[Dataset rows]

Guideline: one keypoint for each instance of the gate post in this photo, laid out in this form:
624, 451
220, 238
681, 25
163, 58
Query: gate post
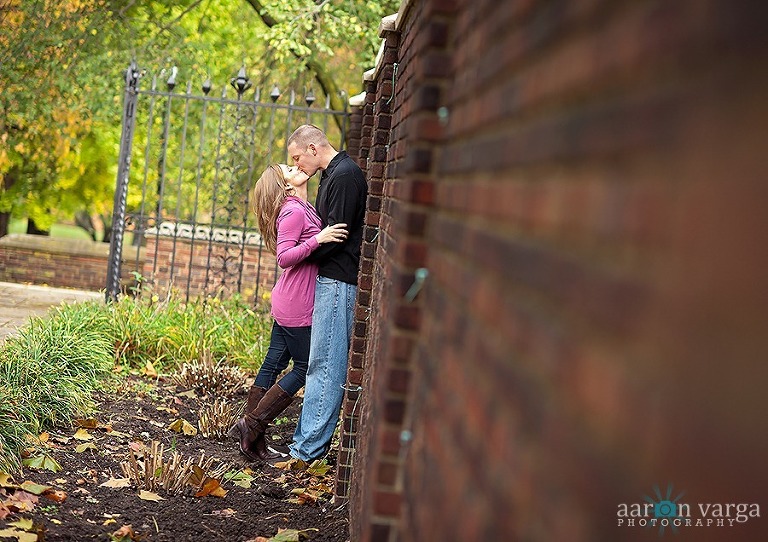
121, 186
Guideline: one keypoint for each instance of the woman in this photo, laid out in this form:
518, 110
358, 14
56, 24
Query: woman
290, 229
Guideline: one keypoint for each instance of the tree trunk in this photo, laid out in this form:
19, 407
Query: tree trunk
8, 181
5, 219
83, 220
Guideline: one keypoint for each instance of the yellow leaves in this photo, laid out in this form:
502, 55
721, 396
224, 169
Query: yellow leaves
150, 496
116, 483
87, 423
182, 426
211, 487
35, 489
21, 536
292, 464
42, 462
287, 535
82, 434
124, 534
319, 467
149, 370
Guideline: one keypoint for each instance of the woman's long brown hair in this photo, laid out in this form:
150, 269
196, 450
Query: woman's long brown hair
268, 197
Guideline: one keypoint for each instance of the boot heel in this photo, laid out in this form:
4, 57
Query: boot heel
234, 432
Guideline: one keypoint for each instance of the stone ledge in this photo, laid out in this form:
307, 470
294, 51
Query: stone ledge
55, 245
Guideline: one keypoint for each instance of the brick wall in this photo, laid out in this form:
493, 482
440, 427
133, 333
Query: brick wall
589, 206
208, 269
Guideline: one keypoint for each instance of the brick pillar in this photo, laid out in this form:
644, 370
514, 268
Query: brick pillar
355, 133
374, 122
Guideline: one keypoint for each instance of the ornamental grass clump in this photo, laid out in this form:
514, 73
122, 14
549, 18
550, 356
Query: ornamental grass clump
210, 377
147, 470
48, 373
215, 419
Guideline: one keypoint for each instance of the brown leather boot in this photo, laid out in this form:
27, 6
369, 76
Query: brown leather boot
254, 424
254, 396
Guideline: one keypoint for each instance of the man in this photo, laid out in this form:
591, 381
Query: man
341, 198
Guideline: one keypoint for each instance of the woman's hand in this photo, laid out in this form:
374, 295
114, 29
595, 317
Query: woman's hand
333, 234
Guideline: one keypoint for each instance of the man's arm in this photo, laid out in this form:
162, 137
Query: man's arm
290, 250
343, 208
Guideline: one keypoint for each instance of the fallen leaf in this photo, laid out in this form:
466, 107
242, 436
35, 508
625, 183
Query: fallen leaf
149, 370
137, 446
82, 434
88, 423
211, 487
21, 536
319, 467
227, 512
123, 533
149, 496
291, 535
35, 489
44, 462
116, 482
197, 476
6, 480
21, 501
292, 464
55, 495
182, 426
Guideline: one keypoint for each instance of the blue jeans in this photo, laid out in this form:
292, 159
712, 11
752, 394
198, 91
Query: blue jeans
332, 321
285, 343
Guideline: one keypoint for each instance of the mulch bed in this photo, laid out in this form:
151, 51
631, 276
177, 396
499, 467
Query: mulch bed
142, 412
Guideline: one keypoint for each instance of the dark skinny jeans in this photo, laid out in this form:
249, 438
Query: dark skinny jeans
285, 344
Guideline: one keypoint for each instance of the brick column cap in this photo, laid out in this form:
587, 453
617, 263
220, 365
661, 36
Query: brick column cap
358, 100
387, 24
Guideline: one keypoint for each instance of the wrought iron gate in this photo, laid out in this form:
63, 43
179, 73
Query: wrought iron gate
181, 211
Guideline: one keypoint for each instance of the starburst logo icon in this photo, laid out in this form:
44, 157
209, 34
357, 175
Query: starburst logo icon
665, 507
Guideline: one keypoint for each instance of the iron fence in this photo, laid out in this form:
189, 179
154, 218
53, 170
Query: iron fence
187, 163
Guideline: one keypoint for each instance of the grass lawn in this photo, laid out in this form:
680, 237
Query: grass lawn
57, 230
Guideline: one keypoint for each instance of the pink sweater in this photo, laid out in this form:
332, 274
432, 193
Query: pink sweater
293, 296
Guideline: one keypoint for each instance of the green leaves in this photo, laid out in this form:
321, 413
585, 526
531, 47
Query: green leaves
42, 462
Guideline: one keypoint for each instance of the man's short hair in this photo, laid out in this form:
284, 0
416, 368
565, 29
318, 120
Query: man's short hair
306, 134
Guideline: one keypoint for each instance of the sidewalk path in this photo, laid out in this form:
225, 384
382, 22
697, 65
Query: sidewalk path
20, 301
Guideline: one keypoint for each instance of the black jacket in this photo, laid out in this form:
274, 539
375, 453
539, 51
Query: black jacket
341, 198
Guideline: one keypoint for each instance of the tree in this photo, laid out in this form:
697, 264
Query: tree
60, 65
313, 31
44, 115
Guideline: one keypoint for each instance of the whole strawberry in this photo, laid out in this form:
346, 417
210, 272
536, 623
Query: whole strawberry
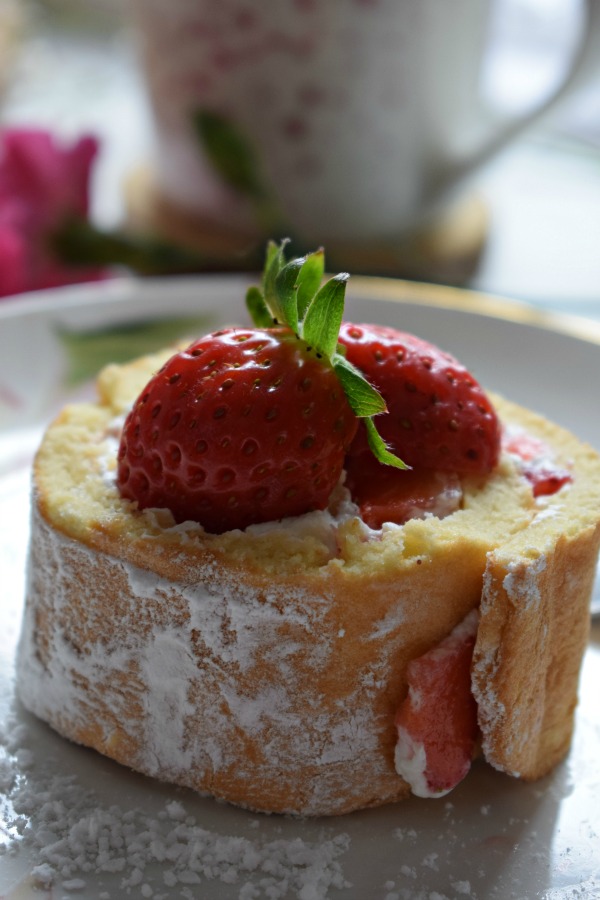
252, 424
439, 416
244, 426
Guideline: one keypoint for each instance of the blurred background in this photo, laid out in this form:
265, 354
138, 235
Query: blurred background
526, 225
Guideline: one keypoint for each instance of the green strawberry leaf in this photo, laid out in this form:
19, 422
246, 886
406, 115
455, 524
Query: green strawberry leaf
379, 448
321, 325
291, 296
364, 399
286, 286
272, 251
309, 280
229, 152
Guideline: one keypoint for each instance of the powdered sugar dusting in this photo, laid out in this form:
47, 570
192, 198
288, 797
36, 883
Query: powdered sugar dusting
76, 839
197, 683
521, 583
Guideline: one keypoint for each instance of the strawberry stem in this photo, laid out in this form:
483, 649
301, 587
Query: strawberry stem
292, 296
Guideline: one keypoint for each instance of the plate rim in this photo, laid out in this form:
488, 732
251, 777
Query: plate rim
394, 290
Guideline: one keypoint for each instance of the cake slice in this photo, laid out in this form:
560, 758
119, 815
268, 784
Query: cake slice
266, 664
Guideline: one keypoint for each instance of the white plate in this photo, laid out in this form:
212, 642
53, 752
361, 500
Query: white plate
107, 832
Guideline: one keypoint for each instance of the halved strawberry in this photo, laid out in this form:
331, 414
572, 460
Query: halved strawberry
537, 463
439, 416
437, 722
384, 494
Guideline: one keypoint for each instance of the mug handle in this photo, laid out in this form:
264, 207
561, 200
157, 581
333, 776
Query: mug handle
584, 66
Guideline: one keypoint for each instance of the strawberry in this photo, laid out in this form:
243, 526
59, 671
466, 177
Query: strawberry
252, 424
384, 494
439, 416
244, 426
537, 463
437, 721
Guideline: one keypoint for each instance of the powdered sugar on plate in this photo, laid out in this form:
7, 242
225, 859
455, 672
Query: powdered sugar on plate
73, 837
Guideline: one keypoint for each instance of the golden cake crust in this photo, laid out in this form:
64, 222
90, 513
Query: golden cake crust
265, 666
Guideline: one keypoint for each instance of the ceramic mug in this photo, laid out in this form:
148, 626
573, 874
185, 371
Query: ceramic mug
335, 120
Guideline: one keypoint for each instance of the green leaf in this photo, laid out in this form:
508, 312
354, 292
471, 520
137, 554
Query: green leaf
272, 250
256, 306
323, 318
309, 280
364, 399
286, 286
379, 449
229, 152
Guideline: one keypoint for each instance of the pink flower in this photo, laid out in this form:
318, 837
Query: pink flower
42, 186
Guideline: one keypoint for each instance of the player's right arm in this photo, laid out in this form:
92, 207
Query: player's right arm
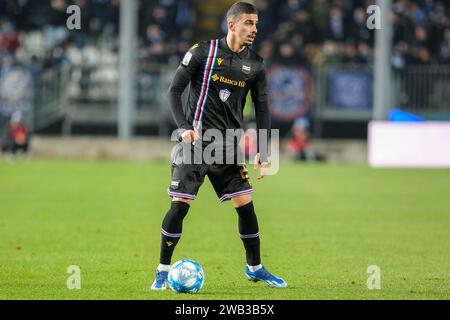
189, 66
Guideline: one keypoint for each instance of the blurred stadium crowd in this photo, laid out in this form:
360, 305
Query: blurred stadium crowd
292, 31
34, 31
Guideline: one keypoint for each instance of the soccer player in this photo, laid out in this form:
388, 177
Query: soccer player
221, 73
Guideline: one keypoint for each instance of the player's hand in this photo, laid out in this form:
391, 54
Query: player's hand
190, 136
264, 166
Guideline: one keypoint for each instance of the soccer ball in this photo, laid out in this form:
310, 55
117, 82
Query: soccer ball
186, 276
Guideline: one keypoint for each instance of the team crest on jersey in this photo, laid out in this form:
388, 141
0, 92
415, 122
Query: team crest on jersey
246, 68
187, 58
224, 94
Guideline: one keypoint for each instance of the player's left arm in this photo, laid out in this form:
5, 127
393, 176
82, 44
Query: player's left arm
259, 93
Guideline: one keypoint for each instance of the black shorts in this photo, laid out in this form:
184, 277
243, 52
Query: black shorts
228, 180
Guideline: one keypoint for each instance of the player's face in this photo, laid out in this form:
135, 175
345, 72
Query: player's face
245, 28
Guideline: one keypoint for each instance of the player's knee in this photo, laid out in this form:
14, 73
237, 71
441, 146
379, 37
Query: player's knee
175, 199
241, 200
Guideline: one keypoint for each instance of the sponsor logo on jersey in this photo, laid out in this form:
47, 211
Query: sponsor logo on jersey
187, 58
232, 82
224, 94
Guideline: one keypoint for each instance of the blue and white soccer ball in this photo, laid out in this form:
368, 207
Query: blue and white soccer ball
186, 276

**TASK REQUIREMENTS**
Copy exactly, word for word, the line with "Guideline: one keypoint for each instance of the black shorts" through the final line of the listing.

**CORRECT RESULT**
Guideline: one keypoint for each instance of the black shorts in this photo, laid out in this form:
184, 277
243, 52
Query: black shorts
228, 180
Guideline: one keypoint for each instance of the player's face in this photo, laid out in this form:
135, 175
345, 72
Query: player's face
245, 28
Guideline: one keypoint for each instance of the player's knee in this photo, laid out in this form:
14, 73
237, 71
441, 146
379, 37
Query: player's knee
175, 199
241, 200
Guideline: one keypoint for each instance of the sponsor logo on jersey in this photo, laid out in this form:
47, 211
Query: sponsor logo on jersey
187, 58
232, 82
224, 94
Guideline: one keypoint for each instance of the blue and white soccer ball in this photo, laid out in this form:
368, 207
Query: blue and white soccer ball
186, 276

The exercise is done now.